[What the task requires]:
Show every line of the data below that contains the string "hair". Case counts.

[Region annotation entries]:

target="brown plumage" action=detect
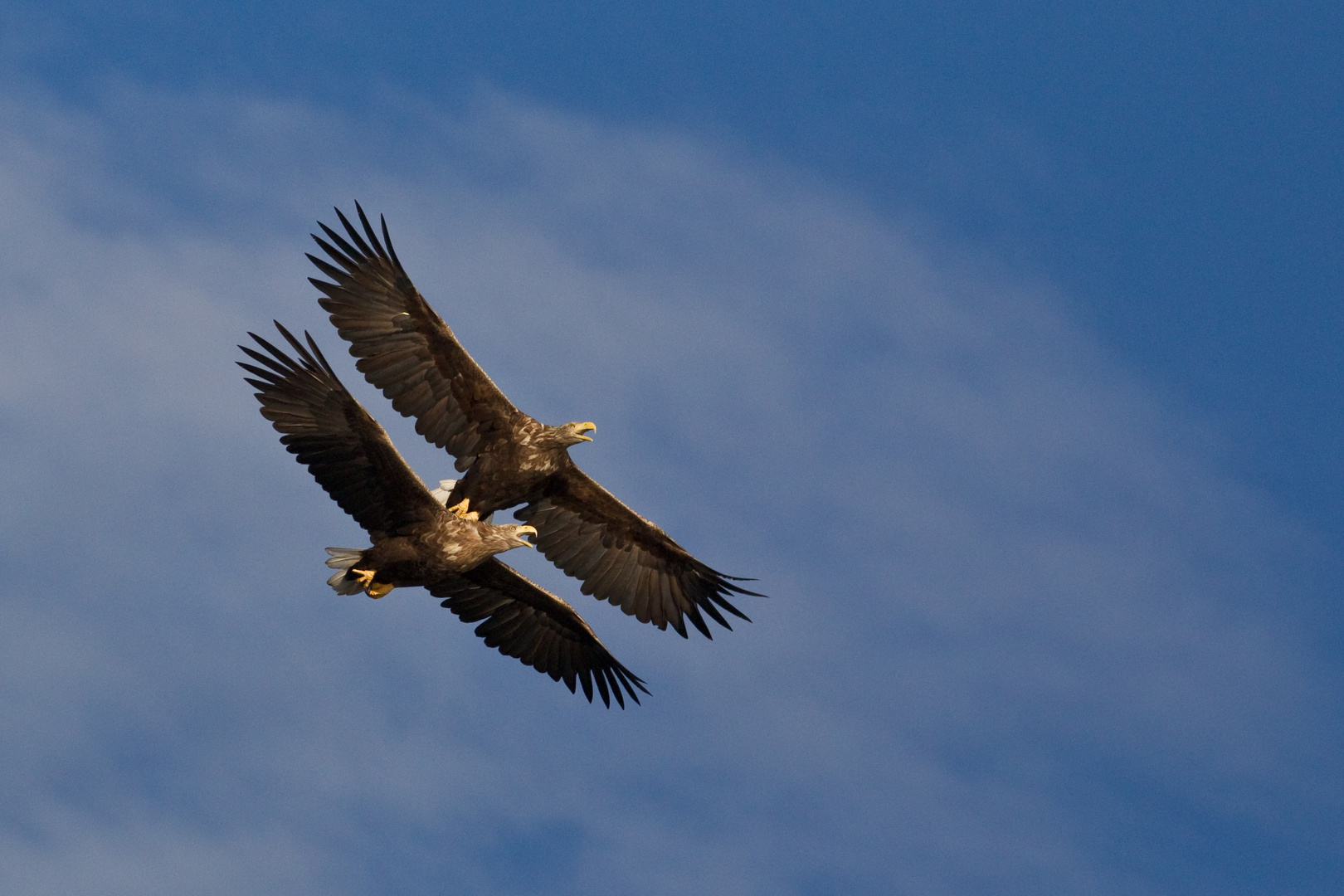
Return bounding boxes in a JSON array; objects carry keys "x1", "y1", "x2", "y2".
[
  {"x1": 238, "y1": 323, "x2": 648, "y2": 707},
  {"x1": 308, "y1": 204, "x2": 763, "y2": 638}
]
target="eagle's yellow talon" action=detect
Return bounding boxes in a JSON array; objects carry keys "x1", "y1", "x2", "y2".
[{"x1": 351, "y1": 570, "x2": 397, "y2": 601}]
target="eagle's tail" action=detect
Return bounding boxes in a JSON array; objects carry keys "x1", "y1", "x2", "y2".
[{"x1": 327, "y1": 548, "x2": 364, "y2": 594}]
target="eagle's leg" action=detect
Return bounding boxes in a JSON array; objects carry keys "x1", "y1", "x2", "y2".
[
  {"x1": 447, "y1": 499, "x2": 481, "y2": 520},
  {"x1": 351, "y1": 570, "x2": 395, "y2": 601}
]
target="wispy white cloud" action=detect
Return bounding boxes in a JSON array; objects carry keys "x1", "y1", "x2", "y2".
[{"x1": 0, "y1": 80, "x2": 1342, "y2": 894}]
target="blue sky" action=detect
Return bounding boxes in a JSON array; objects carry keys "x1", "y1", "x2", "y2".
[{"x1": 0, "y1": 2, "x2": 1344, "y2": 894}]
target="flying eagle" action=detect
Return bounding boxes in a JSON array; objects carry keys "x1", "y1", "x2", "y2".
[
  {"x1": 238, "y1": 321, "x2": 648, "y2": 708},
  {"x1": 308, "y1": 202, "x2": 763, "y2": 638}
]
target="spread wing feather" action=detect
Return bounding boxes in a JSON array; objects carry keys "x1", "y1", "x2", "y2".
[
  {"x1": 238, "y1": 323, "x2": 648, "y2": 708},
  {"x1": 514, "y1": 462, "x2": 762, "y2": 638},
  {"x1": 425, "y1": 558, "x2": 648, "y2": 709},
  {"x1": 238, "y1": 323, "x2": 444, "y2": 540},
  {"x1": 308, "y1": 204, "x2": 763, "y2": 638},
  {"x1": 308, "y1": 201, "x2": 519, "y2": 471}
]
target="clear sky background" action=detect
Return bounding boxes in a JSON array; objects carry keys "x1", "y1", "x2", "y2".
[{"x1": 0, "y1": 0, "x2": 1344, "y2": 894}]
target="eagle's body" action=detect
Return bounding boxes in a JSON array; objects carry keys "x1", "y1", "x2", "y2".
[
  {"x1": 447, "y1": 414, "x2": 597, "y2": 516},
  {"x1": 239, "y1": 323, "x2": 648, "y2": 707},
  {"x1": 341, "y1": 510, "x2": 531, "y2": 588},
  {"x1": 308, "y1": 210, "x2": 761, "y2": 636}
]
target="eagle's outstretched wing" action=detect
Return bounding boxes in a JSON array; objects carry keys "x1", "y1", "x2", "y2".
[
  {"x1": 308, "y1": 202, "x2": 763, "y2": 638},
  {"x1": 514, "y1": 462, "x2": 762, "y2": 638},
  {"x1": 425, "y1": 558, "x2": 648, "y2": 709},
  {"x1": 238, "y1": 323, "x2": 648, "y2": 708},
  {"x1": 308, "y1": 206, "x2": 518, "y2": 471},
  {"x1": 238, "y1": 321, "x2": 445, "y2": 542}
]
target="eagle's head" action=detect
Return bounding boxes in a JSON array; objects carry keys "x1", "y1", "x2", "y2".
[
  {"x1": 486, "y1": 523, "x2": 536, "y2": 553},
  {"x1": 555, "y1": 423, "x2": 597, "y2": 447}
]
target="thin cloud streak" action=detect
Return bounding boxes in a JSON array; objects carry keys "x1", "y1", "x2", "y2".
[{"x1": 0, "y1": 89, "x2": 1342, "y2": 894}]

...

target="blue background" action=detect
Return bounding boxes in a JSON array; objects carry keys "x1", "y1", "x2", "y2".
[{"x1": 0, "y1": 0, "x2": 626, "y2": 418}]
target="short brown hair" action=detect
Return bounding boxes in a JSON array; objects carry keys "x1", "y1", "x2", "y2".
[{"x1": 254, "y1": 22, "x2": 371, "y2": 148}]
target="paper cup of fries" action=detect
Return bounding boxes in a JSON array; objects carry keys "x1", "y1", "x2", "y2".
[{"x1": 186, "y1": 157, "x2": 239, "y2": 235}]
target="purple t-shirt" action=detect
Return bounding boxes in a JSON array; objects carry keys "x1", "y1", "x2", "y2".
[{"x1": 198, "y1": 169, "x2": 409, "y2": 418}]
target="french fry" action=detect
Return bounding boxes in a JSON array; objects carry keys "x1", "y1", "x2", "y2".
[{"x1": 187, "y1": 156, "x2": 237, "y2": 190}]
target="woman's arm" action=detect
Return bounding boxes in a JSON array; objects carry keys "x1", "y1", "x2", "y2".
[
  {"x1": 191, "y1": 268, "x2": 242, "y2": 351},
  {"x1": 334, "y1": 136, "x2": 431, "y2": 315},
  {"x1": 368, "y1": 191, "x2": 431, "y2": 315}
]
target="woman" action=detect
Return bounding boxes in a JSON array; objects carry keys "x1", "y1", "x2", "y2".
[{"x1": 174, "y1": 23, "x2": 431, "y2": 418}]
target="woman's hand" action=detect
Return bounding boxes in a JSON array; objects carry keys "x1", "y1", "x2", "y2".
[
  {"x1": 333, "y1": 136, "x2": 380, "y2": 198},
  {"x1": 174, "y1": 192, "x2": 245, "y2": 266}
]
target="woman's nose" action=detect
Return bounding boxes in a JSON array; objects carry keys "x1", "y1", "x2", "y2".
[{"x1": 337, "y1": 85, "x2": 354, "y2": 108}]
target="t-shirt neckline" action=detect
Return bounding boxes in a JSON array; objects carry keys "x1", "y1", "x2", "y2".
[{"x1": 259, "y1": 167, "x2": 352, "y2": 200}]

...

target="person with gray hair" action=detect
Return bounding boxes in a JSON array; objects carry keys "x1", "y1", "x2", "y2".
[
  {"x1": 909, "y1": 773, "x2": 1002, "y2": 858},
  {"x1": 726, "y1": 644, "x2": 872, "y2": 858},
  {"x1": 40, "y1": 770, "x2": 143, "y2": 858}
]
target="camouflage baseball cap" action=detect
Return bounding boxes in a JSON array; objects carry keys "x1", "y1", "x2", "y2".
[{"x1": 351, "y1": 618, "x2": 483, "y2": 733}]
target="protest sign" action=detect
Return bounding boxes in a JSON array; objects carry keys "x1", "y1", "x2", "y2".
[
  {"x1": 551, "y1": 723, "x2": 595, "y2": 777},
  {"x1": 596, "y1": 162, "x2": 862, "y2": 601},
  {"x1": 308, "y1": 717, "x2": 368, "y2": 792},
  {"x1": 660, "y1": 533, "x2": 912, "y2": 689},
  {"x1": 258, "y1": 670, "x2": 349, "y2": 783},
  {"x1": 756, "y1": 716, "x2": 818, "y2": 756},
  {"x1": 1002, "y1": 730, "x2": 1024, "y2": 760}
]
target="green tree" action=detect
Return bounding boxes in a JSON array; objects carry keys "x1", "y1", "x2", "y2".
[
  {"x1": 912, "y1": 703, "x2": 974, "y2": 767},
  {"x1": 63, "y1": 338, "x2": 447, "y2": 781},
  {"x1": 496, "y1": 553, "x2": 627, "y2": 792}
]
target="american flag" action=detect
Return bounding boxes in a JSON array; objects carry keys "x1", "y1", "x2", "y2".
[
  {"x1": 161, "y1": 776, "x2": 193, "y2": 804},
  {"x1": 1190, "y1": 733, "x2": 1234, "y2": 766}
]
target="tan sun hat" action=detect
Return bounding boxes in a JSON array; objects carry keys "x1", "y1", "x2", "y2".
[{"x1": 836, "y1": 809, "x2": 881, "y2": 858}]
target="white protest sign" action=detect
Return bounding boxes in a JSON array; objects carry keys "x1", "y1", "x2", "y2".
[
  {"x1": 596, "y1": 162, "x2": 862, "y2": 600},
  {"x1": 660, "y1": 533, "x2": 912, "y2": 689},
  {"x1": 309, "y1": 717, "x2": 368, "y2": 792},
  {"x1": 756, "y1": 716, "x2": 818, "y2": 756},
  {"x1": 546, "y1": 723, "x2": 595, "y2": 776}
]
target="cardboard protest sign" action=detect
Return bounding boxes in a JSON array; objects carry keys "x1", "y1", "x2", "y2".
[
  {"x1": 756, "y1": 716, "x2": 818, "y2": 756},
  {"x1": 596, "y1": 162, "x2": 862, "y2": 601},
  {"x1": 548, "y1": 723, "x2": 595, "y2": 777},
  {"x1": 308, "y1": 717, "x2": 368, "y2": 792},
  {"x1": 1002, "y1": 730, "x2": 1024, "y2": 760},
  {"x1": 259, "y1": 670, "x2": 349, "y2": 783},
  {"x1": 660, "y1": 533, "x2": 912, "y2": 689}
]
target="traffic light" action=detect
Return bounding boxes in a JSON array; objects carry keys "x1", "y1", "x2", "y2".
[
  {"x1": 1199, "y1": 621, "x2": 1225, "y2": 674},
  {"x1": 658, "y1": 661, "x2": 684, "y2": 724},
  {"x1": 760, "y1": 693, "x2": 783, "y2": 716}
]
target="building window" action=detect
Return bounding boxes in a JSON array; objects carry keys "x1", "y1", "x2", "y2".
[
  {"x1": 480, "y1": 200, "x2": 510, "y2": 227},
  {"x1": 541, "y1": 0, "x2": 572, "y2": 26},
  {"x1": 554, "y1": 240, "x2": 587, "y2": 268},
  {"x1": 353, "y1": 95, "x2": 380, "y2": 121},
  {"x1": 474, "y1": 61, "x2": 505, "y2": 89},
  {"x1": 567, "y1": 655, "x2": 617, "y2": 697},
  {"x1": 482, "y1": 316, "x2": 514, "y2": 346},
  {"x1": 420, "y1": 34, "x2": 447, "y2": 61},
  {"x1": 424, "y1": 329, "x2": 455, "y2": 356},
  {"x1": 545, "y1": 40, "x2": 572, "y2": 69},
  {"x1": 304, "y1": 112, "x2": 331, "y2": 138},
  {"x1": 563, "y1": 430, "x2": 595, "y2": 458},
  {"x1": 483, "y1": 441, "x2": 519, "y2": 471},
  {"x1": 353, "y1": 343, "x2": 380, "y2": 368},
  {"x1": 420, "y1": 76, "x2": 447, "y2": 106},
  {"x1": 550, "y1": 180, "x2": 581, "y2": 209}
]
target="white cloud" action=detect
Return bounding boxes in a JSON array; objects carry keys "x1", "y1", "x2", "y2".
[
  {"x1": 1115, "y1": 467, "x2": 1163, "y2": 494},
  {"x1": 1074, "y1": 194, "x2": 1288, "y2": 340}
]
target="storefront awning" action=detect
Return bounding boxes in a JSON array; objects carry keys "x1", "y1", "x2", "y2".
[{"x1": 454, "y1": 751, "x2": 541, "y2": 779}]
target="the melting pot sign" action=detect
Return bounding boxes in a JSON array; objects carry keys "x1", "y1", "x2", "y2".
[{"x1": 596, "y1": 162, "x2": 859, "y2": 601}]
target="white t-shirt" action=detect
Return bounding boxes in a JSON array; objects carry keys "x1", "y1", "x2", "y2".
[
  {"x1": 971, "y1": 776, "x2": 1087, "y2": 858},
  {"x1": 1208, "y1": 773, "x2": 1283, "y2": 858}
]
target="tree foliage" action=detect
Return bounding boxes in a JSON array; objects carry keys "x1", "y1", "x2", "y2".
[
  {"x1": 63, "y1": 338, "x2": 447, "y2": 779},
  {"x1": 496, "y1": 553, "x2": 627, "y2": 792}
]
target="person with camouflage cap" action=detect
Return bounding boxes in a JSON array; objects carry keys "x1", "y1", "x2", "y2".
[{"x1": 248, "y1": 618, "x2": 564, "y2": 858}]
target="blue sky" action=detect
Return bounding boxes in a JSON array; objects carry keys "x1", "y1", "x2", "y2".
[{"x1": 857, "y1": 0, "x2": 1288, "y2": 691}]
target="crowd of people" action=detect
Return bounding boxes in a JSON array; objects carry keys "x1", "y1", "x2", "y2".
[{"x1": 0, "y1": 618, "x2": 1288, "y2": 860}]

[Result]:
target="short brown hair" action=detect
target="person with gray hair" action=detect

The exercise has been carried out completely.